Nothing but an exact copy of the records is expected here.
--- LISTED ENTRIES Enclosed Below ---
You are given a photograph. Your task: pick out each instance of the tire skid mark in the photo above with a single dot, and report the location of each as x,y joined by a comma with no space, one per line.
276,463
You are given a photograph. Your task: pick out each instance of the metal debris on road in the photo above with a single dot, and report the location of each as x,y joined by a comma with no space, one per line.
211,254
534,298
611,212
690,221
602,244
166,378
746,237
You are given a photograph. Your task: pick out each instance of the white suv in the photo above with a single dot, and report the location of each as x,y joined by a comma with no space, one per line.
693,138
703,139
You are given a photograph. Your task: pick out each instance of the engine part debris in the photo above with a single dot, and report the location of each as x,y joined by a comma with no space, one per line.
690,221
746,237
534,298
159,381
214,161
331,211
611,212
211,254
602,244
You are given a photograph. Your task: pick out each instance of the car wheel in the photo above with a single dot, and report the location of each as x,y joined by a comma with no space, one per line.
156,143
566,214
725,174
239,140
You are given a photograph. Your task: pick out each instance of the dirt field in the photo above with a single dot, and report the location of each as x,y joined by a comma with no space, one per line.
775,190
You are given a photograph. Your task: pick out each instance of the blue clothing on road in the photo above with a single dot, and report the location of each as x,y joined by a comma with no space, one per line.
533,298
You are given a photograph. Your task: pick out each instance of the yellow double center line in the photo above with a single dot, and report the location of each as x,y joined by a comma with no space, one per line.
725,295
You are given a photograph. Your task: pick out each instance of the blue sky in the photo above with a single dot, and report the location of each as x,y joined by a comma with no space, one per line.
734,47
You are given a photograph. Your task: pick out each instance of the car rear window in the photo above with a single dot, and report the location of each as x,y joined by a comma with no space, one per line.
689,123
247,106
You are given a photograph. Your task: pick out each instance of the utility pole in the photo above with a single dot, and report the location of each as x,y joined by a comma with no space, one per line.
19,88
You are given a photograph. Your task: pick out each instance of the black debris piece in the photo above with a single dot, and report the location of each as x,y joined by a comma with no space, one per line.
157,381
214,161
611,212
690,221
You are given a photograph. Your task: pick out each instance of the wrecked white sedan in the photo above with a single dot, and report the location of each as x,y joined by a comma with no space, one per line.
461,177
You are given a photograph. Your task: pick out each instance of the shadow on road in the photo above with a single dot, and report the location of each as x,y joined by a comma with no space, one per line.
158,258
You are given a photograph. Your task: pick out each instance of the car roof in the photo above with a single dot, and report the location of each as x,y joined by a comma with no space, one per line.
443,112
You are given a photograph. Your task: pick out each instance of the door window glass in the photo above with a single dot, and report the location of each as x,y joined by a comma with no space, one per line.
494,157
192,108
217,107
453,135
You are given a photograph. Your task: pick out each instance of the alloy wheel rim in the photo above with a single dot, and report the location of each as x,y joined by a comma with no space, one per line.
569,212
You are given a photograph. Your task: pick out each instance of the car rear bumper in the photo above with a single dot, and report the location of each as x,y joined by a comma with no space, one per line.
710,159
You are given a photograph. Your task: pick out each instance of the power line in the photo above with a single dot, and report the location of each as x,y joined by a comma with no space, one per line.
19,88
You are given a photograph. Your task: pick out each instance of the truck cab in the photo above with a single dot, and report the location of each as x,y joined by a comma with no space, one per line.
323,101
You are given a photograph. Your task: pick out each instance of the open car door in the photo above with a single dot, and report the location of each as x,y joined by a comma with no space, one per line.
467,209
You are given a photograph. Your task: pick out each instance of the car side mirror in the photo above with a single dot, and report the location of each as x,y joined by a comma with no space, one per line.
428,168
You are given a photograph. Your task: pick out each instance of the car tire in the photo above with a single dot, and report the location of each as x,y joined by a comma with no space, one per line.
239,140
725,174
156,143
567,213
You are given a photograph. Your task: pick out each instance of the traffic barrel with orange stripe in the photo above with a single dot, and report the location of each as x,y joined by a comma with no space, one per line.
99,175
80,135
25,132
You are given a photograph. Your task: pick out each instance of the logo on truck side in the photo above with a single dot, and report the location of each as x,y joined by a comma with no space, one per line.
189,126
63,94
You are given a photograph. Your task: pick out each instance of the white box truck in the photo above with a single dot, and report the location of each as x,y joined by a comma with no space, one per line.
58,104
--- End of Enclosed LISTED ENTRIES ---
**SOLUTION TO THE EXERCISE:**
You are given a photograph. Your task: pick out each instance of the tire skid mark in the photo above with a single dot, and report the location of each as x,y joined by a comma with no space, one per line.
276,463
You are given a photograph. Your task: pick out each instance of the metal debris on road in the photo above with a single dot, and report the location of each as x,y joined by a comma with no space, one per line.
211,254
534,298
611,212
690,221
602,244
166,378
746,237
You are given a photograph. Your task: pick out each instance of the white suv in the photo above with a single dot, and report the location of each as x,y joined by a comma with no space, one per line.
693,138
703,139
You are given a photograph. Your task: pick out each instance of the engine part debris in the photo above with a single dot, and report the location of each as x,y joined by a comma with no space, one per line.
690,221
746,237
534,298
159,381
214,161
331,211
611,212
211,254
602,244
You are given a photograph. Your task: pick out each instance of the car wheel in the photo above with a single dot, and report the location of each as x,y joined by a comma with no space, one per line.
156,143
566,214
725,174
239,140
You are given a photograph. Your task: pick out each instance of the dirt field in the photo above with a single dot, and report the location of each as x,y joined by a comma with no space, one per line.
775,190
You are given a photograph. Your task: pick out each instance of the blue clothing on road in the photo above with a single dot, and report the location of each as x,y joined by a comma with no space, one per line.
533,298
You are given a photograph. Your task: pick out each instance of the yellow double center line in the photo above with a single dot, and report the location of each as x,y joined by a comma with no space, one per line.
725,295
You are given a photograph. Your task: pick out each instance of the blue sky in the photo above with a single dot, and report the location of each as x,y joined by a comma with no space, one per line.
734,47
You are given a photograph. Your task: pick out each instance of the car rear window in the photo above with a single dot, and report the location of each as x,y joined by a comma with no space, one per line.
689,123
247,106
You are given a photograph. Your task: pick out each instance of the utility pole in the photo above with a single dot, and report the location of each as x,y joined by a comma with no space, one per line.
19,88
You are given a photograph. Your task: pick out each instance of the black debris piece in the photo above with a single dot, and report the location of each as x,y joined by a comma with no space, one per line.
157,381
214,161
611,212
690,221
You are given a photograph. Your task: pick out each instance of the wrecked white sedan in the photo above with a single dot, and report the location of each as x,y joined by a comma with no space, one per line.
461,177
You are given a photograph. Your task: pick out each instance of the shadow on road in the photo above with a single dot, and report the location of each as x,y joined by a comma with no space, one per line.
158,258
You are given a photograph. Your task: pick out each instance of the car roof in the photo above with a single dot, and report the location of each as x,y joined by a comma with no space, one per line.
443,112
You are given a photograph. Your task: pick out each instance of the door window glass in the photo above with a single dot, and report the location of each as x,y joined by a comma with no space, one per line.
494,157
192,108
217,107
453,135
You are given a photograph. Your task: pick out each instance of the alloy wheel rim in the photo above with a single dot, and report the location of each as x,y joined by a comma with no space, one per line.
569,212
You are given a photograph. Your task: pick out each instance of the car rear bumper in the photo above with a single dot, and report the location of each as x,y joined by a comma with no space, one per line.
710,159
You are given a photograph. Your task: pick out each instance of the power line in the photo above with a single dot, and report the location of each as x,y joined by a comma with no space, one per line.
19,88
You are given a photograph. Your task: pick out each instance of the truck cab in the photo above with a single dot, and report the location of each as x,y joined by a comma with no space, one per line.
323,101
You are given a photograph. Your task: pick out each instance of the open car door in the photo above with a single dot, and report the location of each as x,y joined by a comma with no space, one per line.
467,209
You are given a photograph. Your task: pick out each instance of the car side mirror in the photo above with a single dot, and report the location of each as x,y joined by a comma with no space, one per line.
428,168
You are given a photograph. Your task: pick out each instance of the car tire in the photo above with a single dot, and report the location of each as x,y joined by a comma with no space, one per line.
239,140
725,174
156,143
567,213
You are given a photograph. Your task: pick out each instance of the traffic barrel with orange stripe in the photo above with a single dot, and report the location of each as x,y joined by a comma with no space, one per line.
99,175
80,135
25,132
You are given a photograph. Your task: pick out each instance of the logo on truck side in the photo above with a single dot, and report the location of each as x,y joined by a comma with no space, one per line.
189,126
63,94
You are given a photograph. Your task: pick out each instance of the white box truck in the photo above with a single dot, and report the location of each as x,y joined by a comma with no space, one per line.
58,104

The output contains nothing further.